GOAL:
Quote, word for word, every line starting at the line that contains "The component shall locate the stone baluster" and ending with the last line of the records; include both of these lines and no others.

RECORDS PROVIDED:
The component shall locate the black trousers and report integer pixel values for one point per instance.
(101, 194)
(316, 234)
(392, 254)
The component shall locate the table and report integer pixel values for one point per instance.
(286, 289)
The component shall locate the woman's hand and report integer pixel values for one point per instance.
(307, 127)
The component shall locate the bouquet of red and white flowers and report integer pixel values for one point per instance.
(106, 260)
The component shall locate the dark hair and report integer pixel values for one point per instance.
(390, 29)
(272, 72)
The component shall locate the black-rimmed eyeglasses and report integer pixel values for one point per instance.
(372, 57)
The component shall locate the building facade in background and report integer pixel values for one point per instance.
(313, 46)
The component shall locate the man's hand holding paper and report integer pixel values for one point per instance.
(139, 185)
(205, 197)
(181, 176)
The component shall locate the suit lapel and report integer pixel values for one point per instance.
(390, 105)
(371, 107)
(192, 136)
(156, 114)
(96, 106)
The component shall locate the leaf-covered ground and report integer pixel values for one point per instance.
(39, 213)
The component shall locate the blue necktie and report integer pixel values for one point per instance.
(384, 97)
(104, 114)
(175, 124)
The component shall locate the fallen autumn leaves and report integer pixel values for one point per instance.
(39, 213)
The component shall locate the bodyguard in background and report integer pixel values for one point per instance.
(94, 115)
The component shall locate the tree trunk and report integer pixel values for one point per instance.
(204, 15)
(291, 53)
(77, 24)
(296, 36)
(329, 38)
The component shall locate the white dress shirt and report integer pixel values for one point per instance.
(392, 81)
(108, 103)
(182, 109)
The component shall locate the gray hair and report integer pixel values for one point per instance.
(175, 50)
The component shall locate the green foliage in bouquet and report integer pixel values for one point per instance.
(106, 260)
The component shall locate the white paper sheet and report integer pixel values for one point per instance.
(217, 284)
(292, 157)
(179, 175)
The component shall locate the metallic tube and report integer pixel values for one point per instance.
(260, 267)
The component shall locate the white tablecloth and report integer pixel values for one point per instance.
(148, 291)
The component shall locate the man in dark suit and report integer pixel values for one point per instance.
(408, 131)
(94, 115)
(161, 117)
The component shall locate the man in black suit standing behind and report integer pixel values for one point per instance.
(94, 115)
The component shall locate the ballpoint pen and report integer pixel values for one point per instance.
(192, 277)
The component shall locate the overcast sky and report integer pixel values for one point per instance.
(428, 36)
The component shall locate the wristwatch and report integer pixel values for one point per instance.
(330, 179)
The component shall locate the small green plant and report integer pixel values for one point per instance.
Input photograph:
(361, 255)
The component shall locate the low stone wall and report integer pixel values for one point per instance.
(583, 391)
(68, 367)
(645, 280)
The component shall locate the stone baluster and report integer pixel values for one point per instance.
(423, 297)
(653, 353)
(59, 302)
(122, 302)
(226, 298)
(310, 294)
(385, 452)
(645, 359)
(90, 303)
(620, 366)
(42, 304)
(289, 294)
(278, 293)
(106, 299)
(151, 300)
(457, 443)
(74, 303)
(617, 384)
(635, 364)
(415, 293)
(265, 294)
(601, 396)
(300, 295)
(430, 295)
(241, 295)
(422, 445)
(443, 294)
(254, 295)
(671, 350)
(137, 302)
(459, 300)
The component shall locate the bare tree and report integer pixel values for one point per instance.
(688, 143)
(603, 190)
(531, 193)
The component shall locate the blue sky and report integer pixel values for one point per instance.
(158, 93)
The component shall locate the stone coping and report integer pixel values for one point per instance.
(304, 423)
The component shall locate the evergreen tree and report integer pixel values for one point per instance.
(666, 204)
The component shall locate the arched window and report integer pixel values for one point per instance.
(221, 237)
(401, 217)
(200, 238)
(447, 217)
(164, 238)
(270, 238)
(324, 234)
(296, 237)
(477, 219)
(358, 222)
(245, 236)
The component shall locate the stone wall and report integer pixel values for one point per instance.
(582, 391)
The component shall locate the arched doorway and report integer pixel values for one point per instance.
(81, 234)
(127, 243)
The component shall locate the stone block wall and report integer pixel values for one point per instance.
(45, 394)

FULL RESPONSE:
The component shall locate the stone baluster and report integer pixel values for one point per instance.
(423, 297)
(653, 353)
(59, 302)
(122, 302)
(226, 298)
(310, 294)
(385, 452)
(645, 359)
(90, 303)
(620, 366)
(42, 304)
(289, 294)
(278, 293)
(106, 299)
(151, 300)
(457, 443)
(74, 303)
(617, 384)
(635, 364)
(415, 293)
(265, 294)
(601, 396)
(300, 295)
(430, 295)
(241, 295)
(422, 445)
(443, 294)
(254, 295)
(671, 350)
(137, 302)
(459, 300)
The component shall locate the bare tree and report integer pixel values for one point per instance.
(688, 143)
(603, 190)
(531, 193)
The component shall locate the blue sky and report integer pixel values for one point per instance.
(158, 93)
The component shall locate the stone coping and report integer pixel values for one point per instance.
(304, 423)
The component shall locate the evergreen tree and report integer pixel values for one point per instance.
(666, 204)
The component shall locate the arched window and report integer pixel values for one point per instance.
(221, 237)
(401, 217)
(200, 238)
(447, 217)
(164, 238)
(270, 238)
(324, 234)
(296, 237)
(477, 219)
(358, 222)
(245, 236)
The component shall locate the stone wall and report integer pixel values for one point per instance.
(582, 391)
The component shall locate the arched doorway and report integer pixel values for one point per instance.
(81, 234)
(127, 243)
The component shall locate the stone block wall and report integer pixel values for one point per instance.
(45, 394)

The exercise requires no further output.